# Compiti richiesti:
[1] Indichi se le affermazioni (a), (b) e (c) concordano con il testo sul Grand Tour e l’Erasmus, rispondendo sì o no e citando esattamente le parole del testo che lo stabiliscono. (a) Il Grand Tour si praticava già nel secolo XVII. (b) I viaggiatori del Grand Tour si dirigevano verso il Nord dell’Europa. (c) Il fenomeno del turismo nacque sull’onda della tradizione del Grand Tour.
[2] Trascriva fedelmente il passo del testo sul Grand Tour e l’Erasmus da «Col Grand Tour» a «evasione e semplice curiosità.».
[3] Prosegua il testo sul Grand Tour e l’Erasmus a partire dalla sua ultima frase.

# Testo fornito:

◇ ◇ ◇ ◇ ◇

UFFICIO NAZIONALE PER L'EDUCAZIONE, LA SCUOLA E L'UNIVERSITÀ
DELLA CONFERENZA EPISCOPALE ITALIANA

Nell’Erasmus vive lo spirito del Grand Tour

Una riflessione di Chiara Rabbiosi, geografa dell’Università di Padova
1 Febbraio 2022

Col Grand Tour sin dal secolo XVII i “rampolli” dell’aristocrazia britannica, e poi le classi nobili francesi, tedesche e nordeuropee, viaggiavano verso il Sud dell’Europa per conoscere la culla della cultura classica. Alla ricerca dell’arte, del bello, delle diversità di ambienti e paesaggi, si associava anche qualcosa del rito di passaggio. L’incontro con l’altro – qualcuno e qualcosa percepiti come esotici – era un aspetto “esperienziale” fondamentale, per usare un termine di moda nel vocabolario del turismo contemporaneo. Sull’onda di quella tradizione, infatti, nacque il fenomeno del turismo, alla base del quale vi è sempre un misto di desiderio di conoscenza, evasione e semplice curiosità.

◇ ◇ ◇ ◇ ◇

# Informazioni riportate:
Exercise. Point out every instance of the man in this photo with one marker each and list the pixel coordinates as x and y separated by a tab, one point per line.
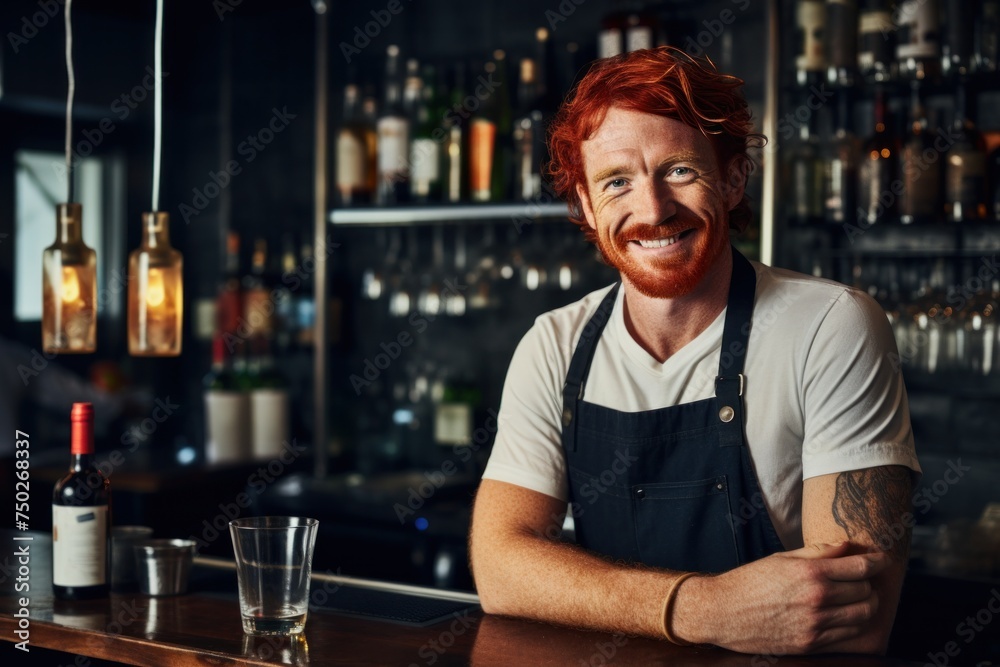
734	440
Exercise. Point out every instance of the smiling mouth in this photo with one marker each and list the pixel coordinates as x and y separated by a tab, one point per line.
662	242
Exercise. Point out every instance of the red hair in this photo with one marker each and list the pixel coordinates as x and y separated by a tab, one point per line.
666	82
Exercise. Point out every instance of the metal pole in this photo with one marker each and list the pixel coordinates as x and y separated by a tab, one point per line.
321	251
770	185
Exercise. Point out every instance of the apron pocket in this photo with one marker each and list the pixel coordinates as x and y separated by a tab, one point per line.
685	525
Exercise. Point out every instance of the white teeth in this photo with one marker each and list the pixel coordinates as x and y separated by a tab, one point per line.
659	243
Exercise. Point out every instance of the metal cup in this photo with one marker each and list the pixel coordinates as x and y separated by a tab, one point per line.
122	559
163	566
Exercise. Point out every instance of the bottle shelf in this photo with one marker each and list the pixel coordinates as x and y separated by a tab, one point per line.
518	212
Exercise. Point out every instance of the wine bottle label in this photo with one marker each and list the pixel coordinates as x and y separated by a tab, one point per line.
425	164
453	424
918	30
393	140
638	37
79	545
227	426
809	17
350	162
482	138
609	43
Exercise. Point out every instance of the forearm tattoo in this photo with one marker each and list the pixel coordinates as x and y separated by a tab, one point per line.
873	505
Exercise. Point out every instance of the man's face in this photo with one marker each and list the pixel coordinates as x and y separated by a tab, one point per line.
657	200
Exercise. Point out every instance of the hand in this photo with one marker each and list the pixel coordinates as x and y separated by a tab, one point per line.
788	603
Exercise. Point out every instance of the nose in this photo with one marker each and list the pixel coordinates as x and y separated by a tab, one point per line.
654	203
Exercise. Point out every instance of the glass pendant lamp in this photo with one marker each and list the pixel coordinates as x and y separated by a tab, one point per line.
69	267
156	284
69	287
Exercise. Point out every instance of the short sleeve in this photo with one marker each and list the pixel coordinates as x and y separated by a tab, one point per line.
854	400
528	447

◇ ◇ ◇ ◇ ◇

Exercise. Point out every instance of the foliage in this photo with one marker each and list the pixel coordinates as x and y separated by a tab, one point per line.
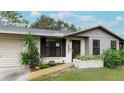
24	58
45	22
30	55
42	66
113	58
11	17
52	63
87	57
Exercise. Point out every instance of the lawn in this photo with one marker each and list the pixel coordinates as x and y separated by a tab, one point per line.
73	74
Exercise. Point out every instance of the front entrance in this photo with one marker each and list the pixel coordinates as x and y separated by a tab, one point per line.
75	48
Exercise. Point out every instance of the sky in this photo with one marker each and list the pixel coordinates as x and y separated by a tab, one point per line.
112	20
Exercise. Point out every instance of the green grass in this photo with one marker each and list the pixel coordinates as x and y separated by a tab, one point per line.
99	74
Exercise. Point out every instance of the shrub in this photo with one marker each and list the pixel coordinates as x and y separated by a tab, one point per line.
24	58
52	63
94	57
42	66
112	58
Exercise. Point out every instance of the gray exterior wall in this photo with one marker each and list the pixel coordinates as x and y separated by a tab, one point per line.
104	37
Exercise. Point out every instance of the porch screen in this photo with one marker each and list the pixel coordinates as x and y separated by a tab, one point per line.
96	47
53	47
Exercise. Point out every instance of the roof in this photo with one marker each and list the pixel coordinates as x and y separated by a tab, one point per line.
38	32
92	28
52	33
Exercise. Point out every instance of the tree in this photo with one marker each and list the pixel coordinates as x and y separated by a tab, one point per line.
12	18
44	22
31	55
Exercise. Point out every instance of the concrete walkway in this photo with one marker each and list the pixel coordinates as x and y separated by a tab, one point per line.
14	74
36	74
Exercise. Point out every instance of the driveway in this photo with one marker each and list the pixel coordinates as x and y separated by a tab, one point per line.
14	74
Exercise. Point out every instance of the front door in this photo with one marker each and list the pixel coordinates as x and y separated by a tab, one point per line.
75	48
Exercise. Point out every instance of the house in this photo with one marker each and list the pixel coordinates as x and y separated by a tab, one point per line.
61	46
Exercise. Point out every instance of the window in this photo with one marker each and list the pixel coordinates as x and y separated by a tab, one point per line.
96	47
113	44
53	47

◇ ◇ ◇ ◇ ◇

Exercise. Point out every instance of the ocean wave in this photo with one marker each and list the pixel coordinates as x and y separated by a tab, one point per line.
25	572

◇ ◇ ◇ ◇ ◇

# Risposte fornite:
[1]
(a) Sì: «sin dal secolo XVII».
(b) No: «viaggiavano verso il Sud dell’Europa».
(c) Sì: «Sull’onda di quella tradizione, infatti, nacque il fenomeno del turismo».

[2]
Col Grand Tour sin dal secolo XVII i “rampolli” dell’aristocrazia britannica, e poi le classi nobili francesi, tedesche e nordeuropee, viaggiavano verso il Sud dell’Europa per conoscere la culla della cultura classica. Alla ricerca dell’arte, del bello, delle diversità di ambienti e paesaggi, si associava anche qualcosa del rito di passaggio. L’incontro con l’altro – qualcuno e qualcosa percepiti come esotici – era un aspetto “esperienziale” fondamentale, per usare un termine di moda nel vocabolario del turismo contemporaneo. Sull’onda di quella tradizione, infatti, nacque il fenomeno del turismo, alla base del quale vi è sempre un misto di desiderio di conoscenza, evasione e semplice curiosità.

[3]
Col tempo il Grand Tour perse l’aspetto iniziatico ed elitario, complice anche la nascita delle grandi compagnie di viaggi organizzati fra Otto e Novecento. Nel tempo non solo sono cresciuti i flussi, ma sono esplose anche le offerte commerciali che comportano massificazione di pratiche e luoghi. Solo la pandemia ha messo un freno, riportando l’attenzione sul turismo domestico e altre forme di viaggio verso luoghi rilevanti sul piano storico e ambientale lungo rotte meno note al turismo di massa. Ma accanto a questo mi sembra rilevante un altro fenomeno che in parte si avvicina allo spirito del Grand Tour di un tempo: quello degli studi all’estero.

Lanciata nel 1969 da Sofia Corradi, consulente della Conferenza dei Rettori delle Università italiane, quasi vent’anni dopo l’idea di promuovere scambi tra studenti ha dato luogo al Programma Erasmus, cui partecipano ogni anno decine di migliaia di ragazze e ragazzi. È proprio questo uno degli obiettivi che si erano proposti i Padri dell’Unione Europea: che attraverso la mobilità interna al continente e la reciproca conoscenza tra giovani si consolidasse l’identità europea. Mi sono occupata recentemente di una ricerca con studentesse e studenti provenienti da diversi Paesi, anche extraeuropei. Tutti vengono attirati dall’immaginario che del continente hanno potuto maturare attraverso letture, film e testimonianze. Proprio come all’epoca del Grand Tour, si tratta di un flusso con un discreto capitale economico e sociale di partenza rispetto ad altre mobilità migratorie.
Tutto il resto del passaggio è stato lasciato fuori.